## INSTRUCTIONS TO FOLLOW:
Identify every line in the data below that contains the string "storefront" and copy each such line in full. Only matches with the same letter case count.

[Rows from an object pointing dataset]
----------------
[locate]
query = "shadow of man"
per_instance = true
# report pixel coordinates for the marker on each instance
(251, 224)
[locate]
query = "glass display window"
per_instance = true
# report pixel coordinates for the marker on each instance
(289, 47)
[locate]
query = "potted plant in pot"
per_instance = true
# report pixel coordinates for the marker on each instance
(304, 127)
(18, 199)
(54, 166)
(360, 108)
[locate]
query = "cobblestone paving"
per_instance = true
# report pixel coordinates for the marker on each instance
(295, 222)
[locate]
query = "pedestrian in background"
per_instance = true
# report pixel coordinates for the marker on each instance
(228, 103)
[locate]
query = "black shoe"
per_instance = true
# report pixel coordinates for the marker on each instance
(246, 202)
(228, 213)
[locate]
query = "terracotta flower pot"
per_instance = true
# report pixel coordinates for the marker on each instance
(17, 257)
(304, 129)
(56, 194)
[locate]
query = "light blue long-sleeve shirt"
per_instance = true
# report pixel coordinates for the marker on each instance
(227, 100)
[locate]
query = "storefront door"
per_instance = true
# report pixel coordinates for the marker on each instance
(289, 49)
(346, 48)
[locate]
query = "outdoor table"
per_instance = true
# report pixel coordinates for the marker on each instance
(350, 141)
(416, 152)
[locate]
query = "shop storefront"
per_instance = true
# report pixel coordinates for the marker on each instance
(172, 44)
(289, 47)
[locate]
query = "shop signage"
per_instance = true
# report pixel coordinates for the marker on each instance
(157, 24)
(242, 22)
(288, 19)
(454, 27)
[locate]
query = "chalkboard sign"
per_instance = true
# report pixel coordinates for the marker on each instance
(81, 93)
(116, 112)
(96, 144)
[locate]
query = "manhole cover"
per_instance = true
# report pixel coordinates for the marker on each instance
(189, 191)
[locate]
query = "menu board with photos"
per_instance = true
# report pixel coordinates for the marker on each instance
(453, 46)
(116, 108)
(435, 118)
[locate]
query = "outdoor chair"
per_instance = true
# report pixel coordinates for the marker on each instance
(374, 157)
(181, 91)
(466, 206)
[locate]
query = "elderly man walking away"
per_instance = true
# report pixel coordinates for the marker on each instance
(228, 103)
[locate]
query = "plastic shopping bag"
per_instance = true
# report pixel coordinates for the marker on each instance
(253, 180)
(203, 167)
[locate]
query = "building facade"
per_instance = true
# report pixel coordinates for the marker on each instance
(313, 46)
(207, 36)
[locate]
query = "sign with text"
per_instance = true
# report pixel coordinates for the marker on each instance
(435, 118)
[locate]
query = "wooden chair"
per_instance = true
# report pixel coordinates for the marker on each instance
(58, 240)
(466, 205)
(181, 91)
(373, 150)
----------------
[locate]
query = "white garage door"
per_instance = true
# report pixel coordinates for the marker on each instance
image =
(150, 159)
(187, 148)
----------------
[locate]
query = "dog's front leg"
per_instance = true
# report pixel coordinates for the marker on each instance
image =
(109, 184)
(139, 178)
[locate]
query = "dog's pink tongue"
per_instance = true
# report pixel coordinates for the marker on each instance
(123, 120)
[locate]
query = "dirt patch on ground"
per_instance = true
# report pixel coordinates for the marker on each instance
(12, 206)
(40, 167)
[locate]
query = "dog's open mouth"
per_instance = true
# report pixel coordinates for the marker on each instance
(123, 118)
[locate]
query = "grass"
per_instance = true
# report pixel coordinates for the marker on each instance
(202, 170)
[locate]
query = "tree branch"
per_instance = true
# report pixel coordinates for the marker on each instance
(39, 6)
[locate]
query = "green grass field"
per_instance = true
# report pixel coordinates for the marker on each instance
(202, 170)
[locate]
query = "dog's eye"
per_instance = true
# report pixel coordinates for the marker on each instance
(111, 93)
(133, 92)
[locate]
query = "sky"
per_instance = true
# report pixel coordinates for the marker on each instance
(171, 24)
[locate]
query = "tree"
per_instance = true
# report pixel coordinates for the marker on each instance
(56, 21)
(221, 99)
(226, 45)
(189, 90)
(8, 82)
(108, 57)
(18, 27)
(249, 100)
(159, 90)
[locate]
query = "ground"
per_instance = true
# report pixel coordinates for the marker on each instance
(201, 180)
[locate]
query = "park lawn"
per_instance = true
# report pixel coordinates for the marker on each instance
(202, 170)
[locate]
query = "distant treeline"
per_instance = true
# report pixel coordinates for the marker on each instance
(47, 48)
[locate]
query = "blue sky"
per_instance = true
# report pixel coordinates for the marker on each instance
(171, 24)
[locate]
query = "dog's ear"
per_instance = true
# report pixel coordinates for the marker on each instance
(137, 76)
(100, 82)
----------------
## SOLUTION:
query = "storefront door"
query = "shop storefront"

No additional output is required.